___ Exercise passage ___

2023 malaria cases in the U.S. are unrelated to the release of genetically modified mosquitoes, contrary to viral claims online

Bill Gates-funded company released genetically modified mosquitoes in the U.S. and caused a malaria outbreak
Flawed reasoning: The claim cites the fact that genetically modified mosquitoes have been released in some of the same U.S. states where a few cases of malaria have been reported as evidence of a causal relationship. However, the released mosquitoes are from a genus that cannot transmit malaria. The mosquitoes are also male, which don’t bite and therefore would be incapable of transmitting the malaria-causing parasite to humans.
Mosquitoes can transmit several deadly infectious diseases. The U.S.-owned biotechnology company Oxitec released genetically modified mosquitoes in Florida as part of a strategy to reduce the population of Aedes mosquitoes responsible for diseases like dengue and West Nile fever. However, these mosquitoes cannot transmit malaria because the parasite that causes malaria is only borne by Anopheles, a different genus of mosquito.

___ The data ___

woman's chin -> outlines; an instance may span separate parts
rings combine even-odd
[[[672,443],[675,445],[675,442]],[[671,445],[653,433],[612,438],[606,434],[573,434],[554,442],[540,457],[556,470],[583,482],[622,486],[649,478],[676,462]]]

___

(Brief 1)
In the fact-check, which genus of mosquito is the only one that carries the malaria parasite?
(Brief 2)
Revise the fact-check by writing out everything from "2023 malaria cases" down to "parasite to humans." with "genetically modified" replaced by "engineered".
(Brief 3)
Explain why the mosquitoes released in the U.S. could not have passed malaria to humans, according to the fact-check.
The listing comes from a separate source.

(Task output 1)
Anopheles.

(Task output 2)
2023 malaria cases in the U.S. are unrelated to the release of engineered mosquitoes, contrary to viral claims online

Bill Gates-funded company released engineered mosquitoes in the U.S. and caused a malaria outbreak
Flawed reasoning: The claim cites the fact that engineered mosquitoes have been released in some of the same U.S. states where a few cases of malaria have been reported as evidence of a causal relationship. However, the released mosquitoes are from a genus that cannot transmit malaria. The mosquitoes are also male, which don’t bite and therefore would be incapable of transmitting the malaria-causing parasite to humans.

(Task output 3)
They belong to a genus that cannot transmit malaria, since the malaria parasite is carried only by Anopheles mosquitoes. They are also male, and male mosquitoes don't bite, so they could not pass the parasite to humans.